From the inflation commentary below, extract everything from "Core Services Less" down to "expensive. (See chart).", copied word for word.
** Start DOCUMENT PASSAGE **
Core Services Less Rent Of Shelter
Source: Enduring Investments
That is disturbing because of the wage component of these categories. Emblematic, perhaps, is the Food-Away-From-Home category. While food commodities prices have started to recede somewhat so that Food-At-Home’s y/y increase rolled over this month, the Food-Away-From-Home category continues to accelerate as waitstaff, and other employees get more and more expensive. (See chart).
U.S. CPI For Food Away From Home
Source: Bloomberg
Why is this especially relevant this month? In the latest (also released last week, representing last month’s meeting), there was this little snippet worth noting:
“Participants agreed that the uncertainty associated with their economic outlooks was high and that risks to their inflation outlook were weighted to the upside. Some participants noted rising labor tensions, a new round of global energy price increases, further disruptions in supply chains, and a larger-than-expected pass-through of wage increases into price increases as potential shocks that, if they materialized, could compound an already challenging inflation problem. A number of participants commented that a wage-price spiral had not yet developed but cited its possible emergence as a risk.”
If you wanted to look for a wage-price spiral, the core-services-ex-rents category is where you’d start your sleuthing. Inflation, once it has gone on long enough, starts to develop momentum. Some of that is organic as we, wage slaves, start pressing for more compensation given our rising cost of living. And some of it is automatic: on the basis of this last year’s worth of inflation, Social Security benefits will rise 8.7% next year. That just caused a big increase in the deficit for next year and put more money into retirees’ pockets to spend on goods and services that are no more plentiful. While this isn’t technically a wage, the mechanism is very similar to other automatic wage adjustments, and this is where inflation gains and/or retains momentum.
** End DOCUMENT PASSAGE **
** Start INFORMATION PROVIDED **
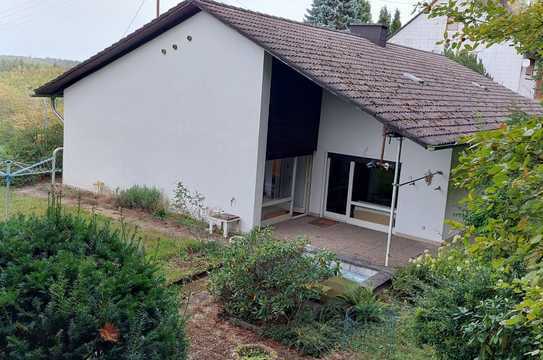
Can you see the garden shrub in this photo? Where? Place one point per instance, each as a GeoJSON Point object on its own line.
{"type": "Point", "coordinates": [363, 305]}
{"type": "Point", "coordinates": [73, 289]}
{"type": "Point", "coordinates": [264, 279]}
{"type": "Point", "coordinates": [311, 338]}
{"type": "Point", "coordinates": [143, 197]}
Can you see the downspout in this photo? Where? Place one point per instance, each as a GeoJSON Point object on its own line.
{"type": "Point", "coordinates": [395, 189]}
{"type": "Point", "coordinates": [54, 109]}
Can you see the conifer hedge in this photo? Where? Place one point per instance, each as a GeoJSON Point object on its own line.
{"type": "Point", "coordinates": [71, 288]}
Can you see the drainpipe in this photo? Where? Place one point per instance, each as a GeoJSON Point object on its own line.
{"type": "Point", "coordinates": [395, 188]}
{"type": "Point", "coordinates": [54, 109]}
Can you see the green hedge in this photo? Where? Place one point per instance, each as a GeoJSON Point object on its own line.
{"type": "Point", "coordinates": [73, 289]}
{"type": "Point", "coordinates": [264, 279]}
{"type": "Point", "coordinates": [142, 197]}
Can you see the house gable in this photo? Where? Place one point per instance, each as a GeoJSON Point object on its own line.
{"type": "Point", "coordinates": [191, 115]}
{"type": "Point", "coordinates": [449, 102]}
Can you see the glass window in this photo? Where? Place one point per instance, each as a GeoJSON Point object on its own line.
{"type": "Point", "coordinates": [373, 183]}
{"type": "Point", "coordinates": [278, 179]}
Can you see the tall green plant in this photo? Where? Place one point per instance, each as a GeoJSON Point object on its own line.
{"type": "Point", "coordinates": [334, 14]}
{"type": "Point", "coordinates": [503, 173]}
{"type": "Point", "coordinates": [73, 289]}
{"type": "Point", "coordinates": [264, 279]}
{"type": "Point", "coordinates": [482, 297]}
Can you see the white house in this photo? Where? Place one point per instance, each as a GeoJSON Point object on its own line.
{"type": "Point", "coordinates": [271, 119]}
{"type": "Point", "coordinates": [502, 62]}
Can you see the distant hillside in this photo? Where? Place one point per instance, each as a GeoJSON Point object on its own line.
{"type": "Point", "coordinates": [9, 61]}
{"type": "Point", "coordinates": [19, 76]}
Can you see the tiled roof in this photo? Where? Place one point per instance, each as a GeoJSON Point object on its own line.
{"type": "Point", "coordinates": [451, 102]}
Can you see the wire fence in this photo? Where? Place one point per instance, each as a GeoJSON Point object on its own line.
{"type": "Point", "coordinates": [11, 169]}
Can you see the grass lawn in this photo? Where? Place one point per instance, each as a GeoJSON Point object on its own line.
{"type": "Point", "coordinates": [181, 258]}
{"type": "Point", "coordinates": [163, 248]}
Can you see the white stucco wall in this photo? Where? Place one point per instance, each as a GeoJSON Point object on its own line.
{"type": "Point", "coordinates": [345, 129]}
{"type": "Point", "coordinates": [192, 115]}
{"type": "Point", "coordinates": [502, 61]}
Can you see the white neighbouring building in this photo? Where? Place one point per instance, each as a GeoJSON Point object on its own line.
{"type": "Point", "coordinates": [502, 62]}
{"type": "Point", "coordinates": [272, 119]}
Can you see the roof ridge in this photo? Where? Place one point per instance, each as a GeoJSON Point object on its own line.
{"type": "Point", "coordinates": [314, 26]}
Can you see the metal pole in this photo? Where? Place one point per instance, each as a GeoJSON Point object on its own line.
{"type": "Point", "coordinates": [54, 165]}
{"type": "Point", "coordinates": [293, 186]}
{"type": "Point", "coordinates": [395, 187]}
{"type": "Point", "coordinates": [8, 183]}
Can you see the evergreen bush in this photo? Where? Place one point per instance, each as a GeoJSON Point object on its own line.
{"type": "Point", "coordinates": [73, 289]}
{"type": "Point", "coordinates": [142, 197]}
{"type": "Point", "coordinates": [268, 280]}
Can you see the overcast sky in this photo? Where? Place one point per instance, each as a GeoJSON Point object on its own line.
{"type": "Point", "coordinates": [77, 29]}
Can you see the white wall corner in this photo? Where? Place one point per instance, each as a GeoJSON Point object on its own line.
{"type": "Point", "coordinates": [262, 137]}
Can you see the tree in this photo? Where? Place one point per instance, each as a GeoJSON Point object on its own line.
{"type": "Point", "coordinates": [363, 11]}
{"type": "Point", "coordinates": [334, 14]}
{"type": "Point", "coordinates": [384, 17]}
{"type": "Point", "coordinates": [489, 22]}
{"type": "Point", "coordinates": [396, 23]}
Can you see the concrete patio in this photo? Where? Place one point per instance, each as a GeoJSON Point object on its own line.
{"type": "Point", "coordinates": [352, 242]}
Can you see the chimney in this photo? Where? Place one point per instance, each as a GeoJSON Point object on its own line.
{"type": "Point", "coordinates": [376, 33]}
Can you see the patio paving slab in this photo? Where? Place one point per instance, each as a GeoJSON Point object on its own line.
{"type": "Point", "coordinates": [349, 241]}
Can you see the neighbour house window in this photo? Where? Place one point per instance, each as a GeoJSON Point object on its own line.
{"type": "Point", "coordinates": [529, 67]}
{"type": "Point", "coordinates": [452, 26]}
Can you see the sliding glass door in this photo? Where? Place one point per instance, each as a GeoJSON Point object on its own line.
{"type": "Point", "coordinates": [285, 189]}
{"type": "Point", "coordinates": [359, 191]}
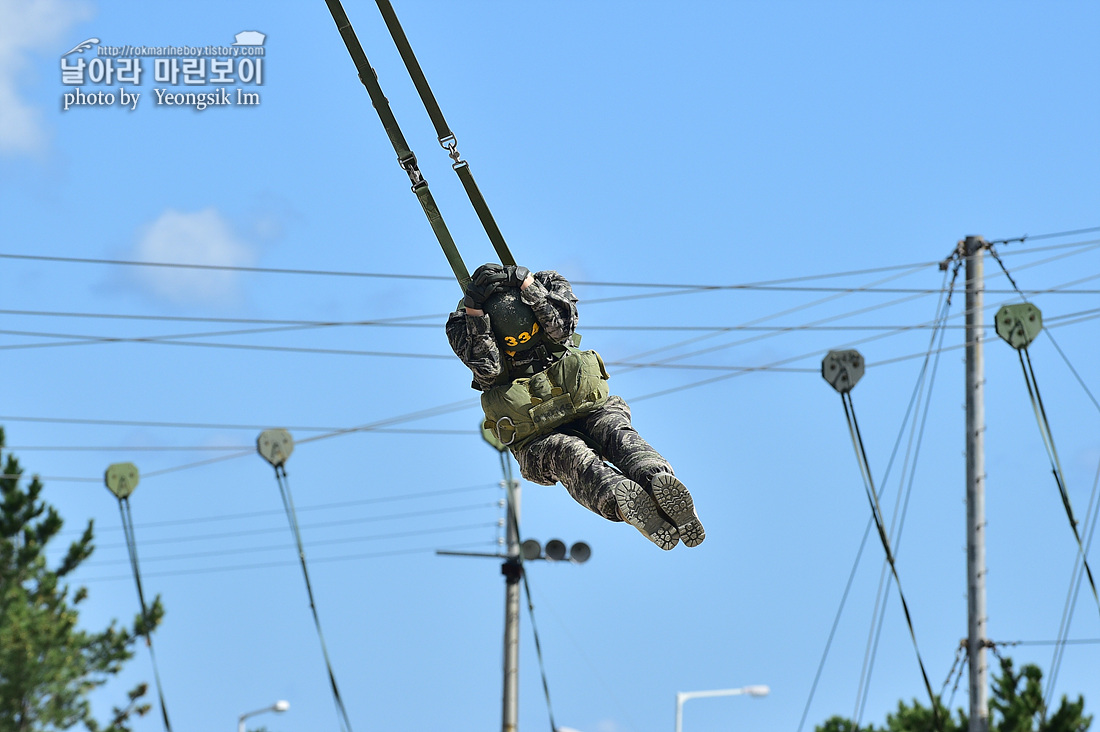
** End INFORMATION PROVIDED **
• ANSWER TO THE EXERCISE:
Core Services Less Rent Of Shelter
Source: Enduring Investments
That is disturbing because of the wage component of these categories. Emblematic, perhaps, is the Food-Away-From-Home category. While food commodities prices have started to recede somewhat so that Food-At-Home’s y/y increase rolled over this month, the Food-Away-From-Home category continues to accelerate as waitstaff, and other employees get more and more expensive. (See chart).